● Provided records

**********

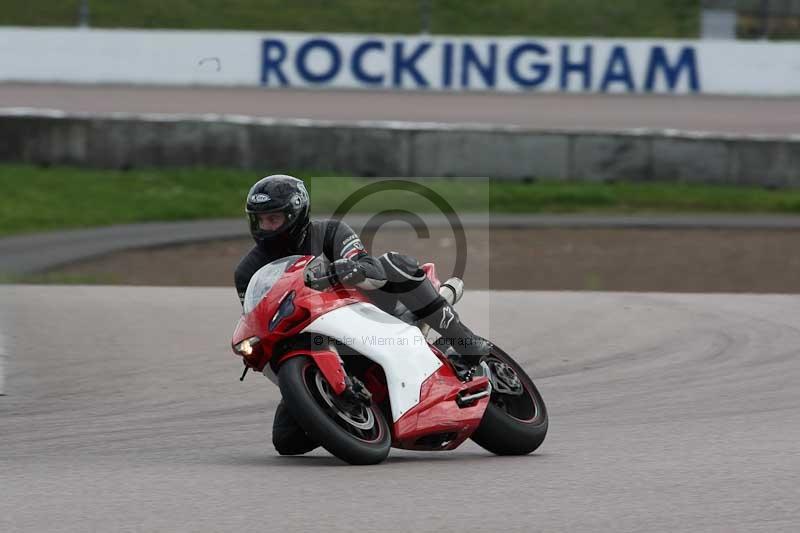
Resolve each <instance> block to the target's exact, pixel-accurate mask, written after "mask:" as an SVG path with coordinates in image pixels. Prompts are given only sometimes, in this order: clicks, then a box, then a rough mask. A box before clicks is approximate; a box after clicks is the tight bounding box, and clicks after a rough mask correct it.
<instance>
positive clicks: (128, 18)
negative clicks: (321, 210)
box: [0, 0, 700, 37]
mask: <svg viewBox="0 0 800 533" xmlns="http://www.w3.org/2000/svg"><path fill="white" fill-rule="evenodd" d="M79 5H80V2H79V1H78V0H28V1H27V2H19V1H16V0H0V8H2V13H3V19H2V24H4V25H22V26H28V25H33V26H40V25H42V26H74V25H75V24H76V23H77V20H78V7H79ZM426 5H429V6H430V11H429V13H430V17H429V19H430V31H431V32H432V33H436V34H451V35H452V34H461V35H536V36H605V37H696V36H697V32H698V28H699V19H700V15H699V14H700V3H699V2H698V1H697V0H648V1H647V2H642V1H641V0H614V1H613V2H609V1H608V0H571V1H565V0H537V1H536V2H531V1H530V0H493V1H492V2H487V1H486V0H429V1H428V2H422V1H411V0H406V1H402V2H398V1H396V0H337V1H336V2H331V1H326V0H292V1H289V0H227V1H226V2H224V3H221V2H219V1H216V0H172V1H170V2H163V1H161V0H138V1H136V2H119V1H117V2H90V22H91V25H92V26H94V27H101V28H120V27H123V28H177V29H226V30H254V31H308V32H323V31H330V32H359V33H419V32H420V31H421V27H422V23H423V22H422V21H423V9H425V6H426Z"/></svg>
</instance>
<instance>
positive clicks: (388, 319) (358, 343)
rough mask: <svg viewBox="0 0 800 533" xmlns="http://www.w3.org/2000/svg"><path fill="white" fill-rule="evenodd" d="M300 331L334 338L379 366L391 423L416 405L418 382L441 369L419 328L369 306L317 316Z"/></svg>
mask: <svg viewBox="0 0 800 533" xmlns="http://www.w3.org/2000/svg"><path fill="white" fill-rule="evenodd" d="M303 332H304V333H305V332H309V333H318V334H320V335H324V336H326V337H330V338H332V339H336V340H337V341H339V342H341V343H342V344H344V345H346V346H349V347H350V348H352V349H353V350H356V351H358V352H360V353H361V354H363V355H364V356H365V357H367V358H369V359H371V360H372V361H375V362H376V363H377V364H379V365H381V367H383V371H384V373H385V374H386V383H387V385H388V388H389V397H390V399H391V402H390V403H391V405H392V418H393V419H394V420H393V421H394V422H396V421H397V420H399V419H400V417H401V416H403V415H404V414H405V413H407V412H408V411H409V410H410V409H411V408H413V407H414V406H415V405H417V404H418V403H419V399H420V398H419V396H420V391H421V388H422V383H423V382H424V381H425V380H426V379H428V378H429V377H430V376H431V375H433V374H434V373H435V372H436V370H437V369H438V368H439V367H440V366H442V362H441V361H440V360H439V358H438V357H436V356H435V355H434V354H433V352H431V350H430V348H429V347H428V342H427V340H426V339H425V337H424V336H423V335H422V332H421V331H420V330H419V328H417V327H415V326H411V325H409V324H406V323H405V322H403V321H402V320H399V319H397V318H395V317H393V316H391V315H389V314H387V313H384V312H383V311H381V310H380V309H378V308H377V307H375V306H374V305H372V304H367V303H357V304H353V305H348V306H345V307H340V308H339V309H336V310H334V311H331V312H330V313H327V314H324V315H322V316H321V317H319V318H318V319H317V320H315V321H314V322H312V323H311V324H309V326H308V327H307V328H306V329H304V330H303Z"/></svg>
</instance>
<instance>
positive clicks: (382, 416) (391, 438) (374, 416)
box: [278, 356, 392, 465]
mask: <svg viewBox="0 0 800 533" xmlns="http://www.w3.org/2000/svg"><path fill="white" fill-rule="evenodd" d="M278 384H279V386H280V389H281V394H282V395H283V400H284V402H285V403H286V407H287V408H288V409H289V412H290V413H291V414H292V416H293V417H294V418H295V420H297V423H298V424H300V426H301V427H302V428H303V430H305V432H306V433H308V434H309V435H310V436H311V438H312V439H313V440H314V441H315V442H318V443H320V445H321V446H322V447H323V448H325V449H326V450H328V451H329V452H330V453H332V454H333V455H335V456H336V457H338V458H339V459H341V460H342V461H345V462H347V463H350V464H352V465H372V464H377V463H380V462H382V461H383V460H385V459H386V457H387V456H388V455H389V450H390V449H391V445H392V436H391V432H390V431H389V425H388V424H387V422H386V419H385V418H384V416H383V412H382V411H381V409H380V408H379V407H378V406H377V405H374V404H371V405H369V406H366V405H348V404H347V402H342V400H341V398H339V397H337V396H336V394H335V393H334V392H333V390H332V387H331V386H330V384H329V383H328V382H327V380H325V378H324V377H323V376H322V373H321V372H320V370H319V369H318V368H317V366H316V365H315V364H314V361H313V360H312V359H311V358H310V357H306V356H298V357H293V358H291V359H289V360H288V361H286V362H285V363H283V365H281V368H280V370H279V372H278Z"/></svg>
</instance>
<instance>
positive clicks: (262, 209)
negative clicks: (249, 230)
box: [245, 174, 311, 250]
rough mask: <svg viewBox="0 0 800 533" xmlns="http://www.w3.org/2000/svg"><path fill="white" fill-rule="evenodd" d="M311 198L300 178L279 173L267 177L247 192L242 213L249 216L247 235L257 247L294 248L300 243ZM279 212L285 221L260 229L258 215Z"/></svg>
mask: <svg viewBox="0 0 800 533" xmlns="http://www.w3.org/2000/svg"><path fill="white" fill-rule="evenodd" d="M310 208H311V201H310V199H309V197H308V191H307V190H306V186H305V184H304V183H303V182H302V180H299V179H297V178H293V177H291V176H284V175H282V174H275V175H273V176H267V177H266V178H263V179H261V180H259V181H258V183H256V184H255V185H253V186H252V187H251V188H250V192H249V193H247V207H246V208H245V212H246V213H247V217H248V218H249V219H250V234H251V235H252V236H253V239H254V240H255V241H256V244H258V245H259V246H265V247H272V246H281V247H285V248H287V249H290V250H296V249H298V248H299V247H300V245H301V244H302V243H303V239H304V238H305V233H306V229H307V227H308V217H309V211H310ZM264 213H283V214H284V215H285V216H286V222H284V224H283V226H281V227H280V228H278V229H276V230H272V231H268V230H264V229H261V226H260V224H259V220H258V215H259V214H264Z"/></svg>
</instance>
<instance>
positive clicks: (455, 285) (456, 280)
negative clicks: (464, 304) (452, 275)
mask: <svg viewBox="0 0 800 533" xmlns="http://www.w3.org/2000/svg"><path fill="white" fill-rule="evenodd" d="M439 296H441V297H442V298H444V299H445V301H446V302H447V303H449V304H450V305H455V304H457V303H458V301H459V300H461V297H462V296H464V282H463V281H462V280H460V279H459V278H450V279H448V280H447V281H445V282H444V283H442V286H441V287H439Z"/></svg>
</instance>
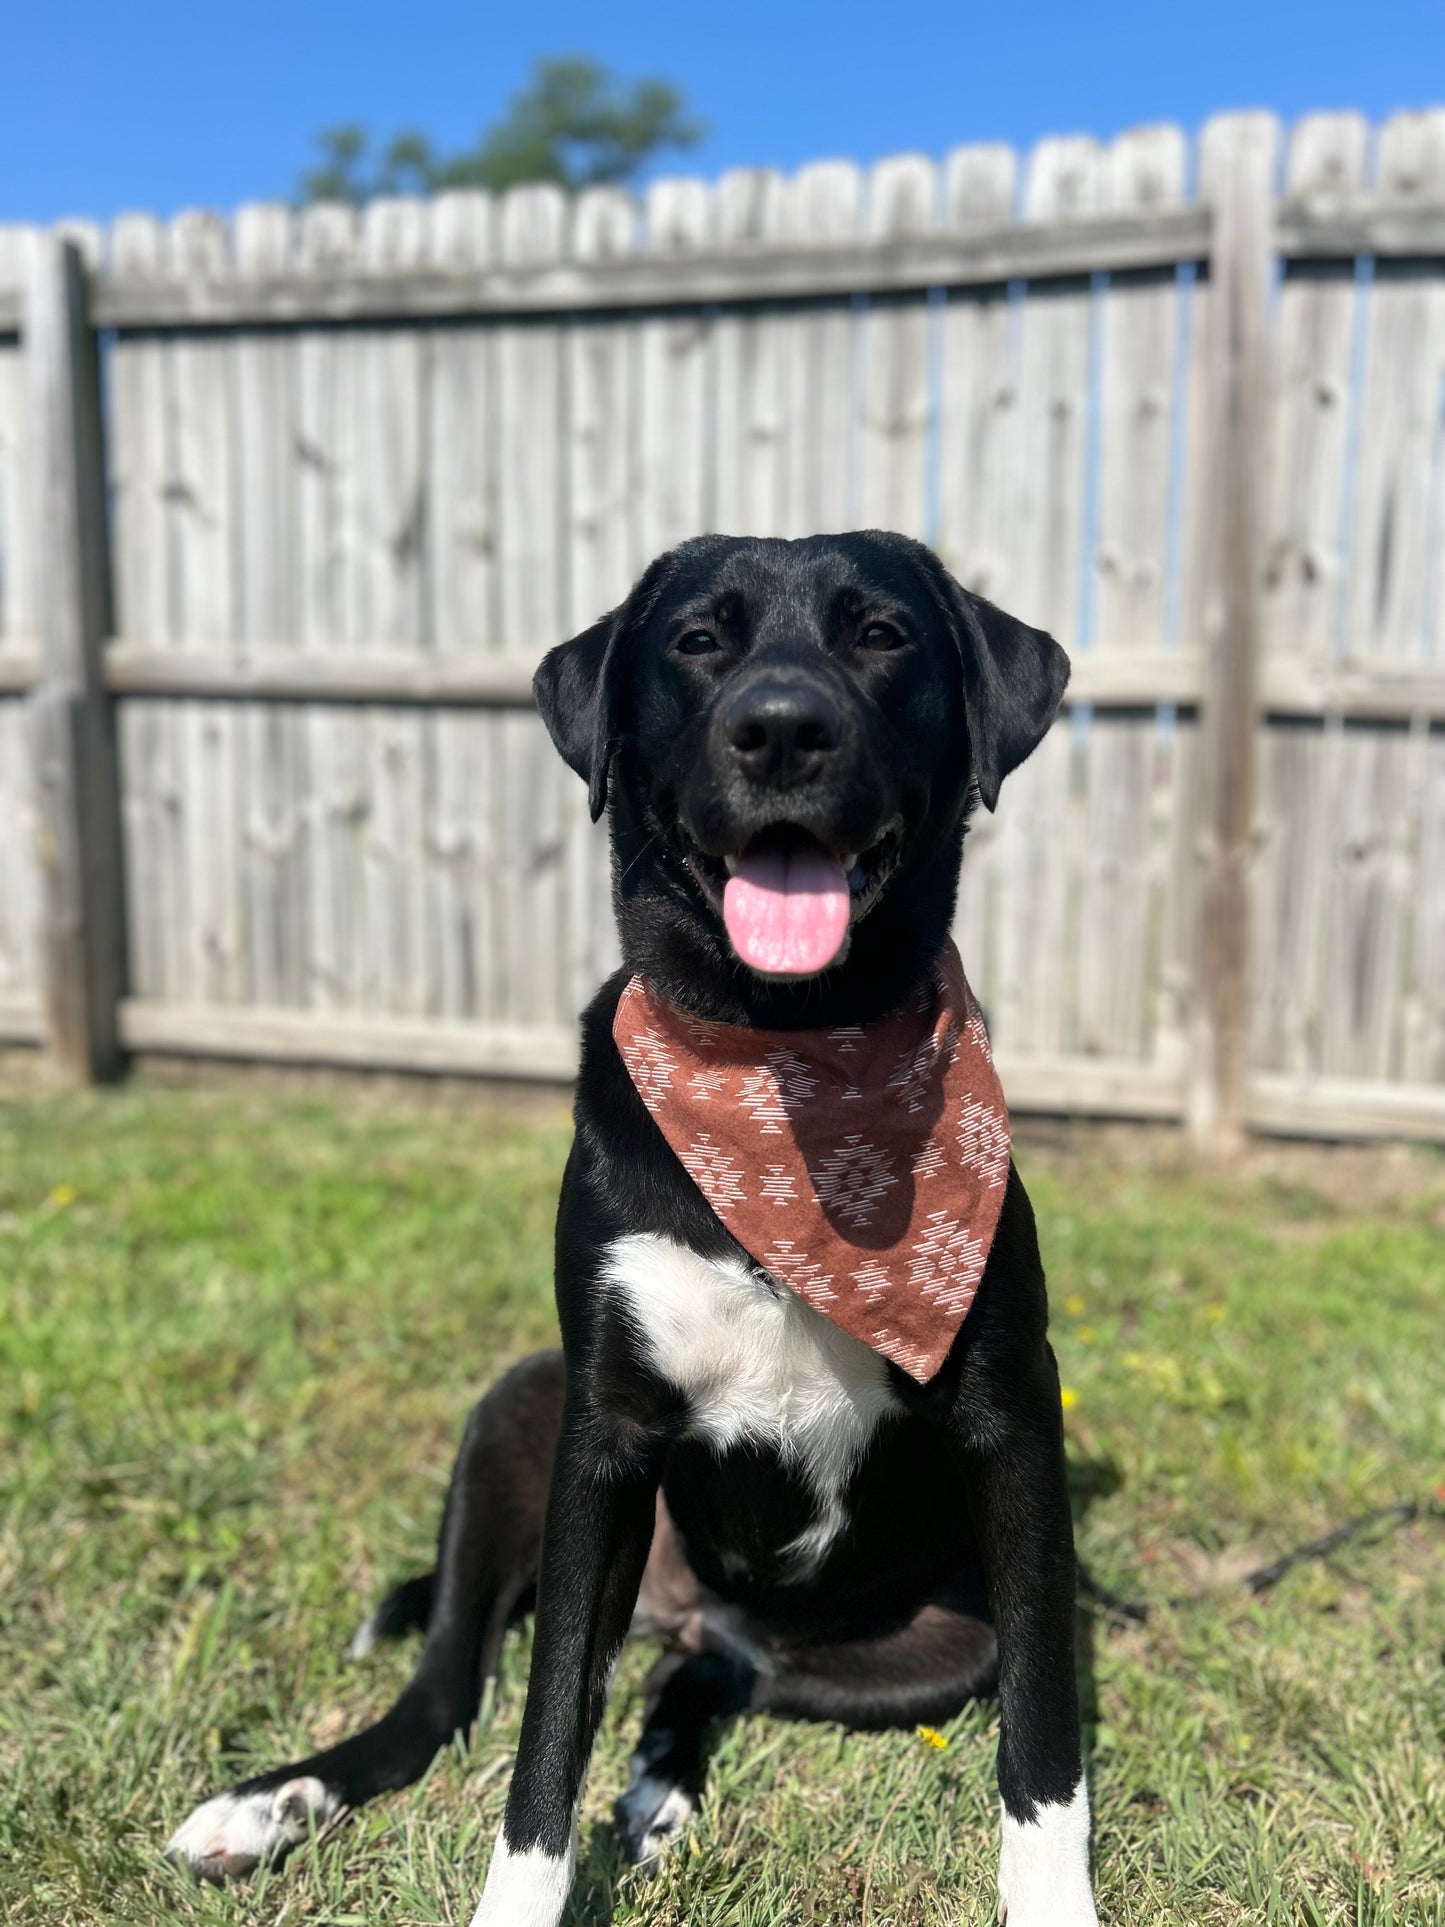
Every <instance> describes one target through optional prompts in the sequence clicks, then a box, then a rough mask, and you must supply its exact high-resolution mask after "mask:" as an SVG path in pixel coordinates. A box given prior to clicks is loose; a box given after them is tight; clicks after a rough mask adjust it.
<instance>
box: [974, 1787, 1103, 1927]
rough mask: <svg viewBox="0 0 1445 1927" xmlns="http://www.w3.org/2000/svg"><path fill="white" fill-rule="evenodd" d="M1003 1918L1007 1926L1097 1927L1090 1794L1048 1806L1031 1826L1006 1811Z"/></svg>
mask: <svg viewBox="0 0 1445 1927" xmlns="http://www.w3.org/2000/svg"><path fill="white" fill-rule="evenodd" d="M998 1919H1000V1921H1008V1927H1098V1914H1096V1912H1094V1894H1092V1888H1090V1885H1089V1792H1087V1788H1085V1782H1083V1781H1079V1788H1077V1792H1075V1796H1073V1800H1069V1802H1067V1804H1064V1802H1060V1804H1044V1806H1040V1808H1037V1809H1035V1817H1033V1819H1029V1821H1019V1819H1013V1817H1011V1815H1010V1811H1008V1808H1004V1842H1002V1852H1000V1856H998Z"/></svg>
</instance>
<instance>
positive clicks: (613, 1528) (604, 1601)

**********

Copy out the items from their beginning up to and including the line that contains "box: [0, 0, 700, 37]", reproducing each line without change. Leave the pictures out of your answer.

● Exercise solution
Resolve each <instance> block to the target's exact, pixel-accurate mask, written after "mask:" as an SVG path with coordinates in image pixels. Prompts are given only sometimes, in this order: clicks, then a box, then a rough mask. A box before clicks is approximate; a box after clicks is the tight bounding box, and clicks after a rough mask correct it.
<instance>
positive clicks: (128, 18)
negative clicks: (321, 210)
box: [0, 0, 700, 37]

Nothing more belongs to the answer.